___ TEXTAUSZUG ___
Wagners Gourmet-Kritik der Woche: Zu Besuch am Trottoir der Marc-Aurel-Straße!

"Wo bitte bekommt man in Wien einen echten Panaché de Mer wie in Nizza oder an den großen Boulevards von Paris?" - Hätte ich mir alle Leserbriefe aufgehoben, die ich zu diesem Thema in den letzten zwei Jahrzehnten bekam, ich könnte damit meine Küche tapezieren.

Noch vor einem Vierteljahr hätte ich meinen Lesern auf ihre Anfrage nur ein frankophiles "Je suis malheureux" entgegenhalten können. "Tut leid, Freunde, Wien liegt nun einmal nicht am Meer, und die französische Küche hat's hier auch nicht leicht." Doch dann kam Denis König, und seither ist alles anders.
___ VORLIEGENDE DATEN ___
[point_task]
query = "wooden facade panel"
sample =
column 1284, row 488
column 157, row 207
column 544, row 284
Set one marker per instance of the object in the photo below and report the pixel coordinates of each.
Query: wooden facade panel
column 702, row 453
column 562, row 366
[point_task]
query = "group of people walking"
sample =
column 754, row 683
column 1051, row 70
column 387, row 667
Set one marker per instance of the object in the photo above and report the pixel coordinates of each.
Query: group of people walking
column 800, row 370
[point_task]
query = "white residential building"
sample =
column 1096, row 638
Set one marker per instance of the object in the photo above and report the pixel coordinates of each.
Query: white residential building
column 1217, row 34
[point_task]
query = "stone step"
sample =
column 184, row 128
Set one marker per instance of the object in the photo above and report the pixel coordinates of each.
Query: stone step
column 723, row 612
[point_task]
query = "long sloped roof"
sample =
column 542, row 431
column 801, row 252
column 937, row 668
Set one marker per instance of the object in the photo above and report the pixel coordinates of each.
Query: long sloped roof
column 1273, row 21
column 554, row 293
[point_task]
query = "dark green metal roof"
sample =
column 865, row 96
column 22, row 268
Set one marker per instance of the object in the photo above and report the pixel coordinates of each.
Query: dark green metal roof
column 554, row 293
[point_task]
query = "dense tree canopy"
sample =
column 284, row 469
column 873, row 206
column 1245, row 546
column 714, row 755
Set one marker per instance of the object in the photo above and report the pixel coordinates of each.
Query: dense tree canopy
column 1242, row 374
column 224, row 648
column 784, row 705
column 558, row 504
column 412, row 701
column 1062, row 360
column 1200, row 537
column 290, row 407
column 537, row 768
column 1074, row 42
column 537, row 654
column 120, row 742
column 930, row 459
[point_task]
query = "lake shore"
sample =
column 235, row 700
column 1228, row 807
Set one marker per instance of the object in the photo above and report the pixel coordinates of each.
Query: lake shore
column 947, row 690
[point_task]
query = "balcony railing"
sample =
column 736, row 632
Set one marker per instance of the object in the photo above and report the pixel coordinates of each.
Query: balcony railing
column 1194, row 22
___
▶ _AUFGABEN_:
1: Wie lässt sich der Absatz „Noch vor einem Vierteljahr“ der Restaurantkritik in höchstens zwei Sätzen zusammenfassen, ohne seine wesentlichen Aussagen zu verlieren?
2: Führe die Restaurantkritik zur Marc-Aurel-Straße nach ihrem letzten Satz mit einem weiteren Absatz fort.

▶ _LÖSUNGEN_:
1: Vor einem Vierteljahr hätten die Leser auf ihre Anfrage nur die bedauernde Antwort erhalten, dass Wien nicht am Meer liege und die französische Küche es dort schwer habe. Seit Denis König gekommen ist, hat sich das grundlegend geändert.

2:
Am Trottoir der Marc-Aurel-Straße
Als er das altehrwürdig-mauschelige Journalistencafé Salzgries ausputzte und durch ein helles Bistro mit vielen Spiegeln und cleanem Schauküchen-Charme ersetzte, mag so mancher noch skeptisch gewesen sein. Doch mittlerweile hat der aus Nizza stammende gelernte Bauingenieur, der seine Liebe zum Kochen zum Beruf machte, seine Ideenbausteine zu einem veritablen Geschmacksgebäude verbunden. Und siehe da: Plötzlich sieht man sich selbst, Austern (Gillardeau, Fines de Claire, Belons, Creuses de Bretagne, Marennes, Papillons) schlürfend, Wellhornschnecken kauend und in Strandschnecken herumstochernd am Trottoir der Marc-Aurel-Straße sitzen.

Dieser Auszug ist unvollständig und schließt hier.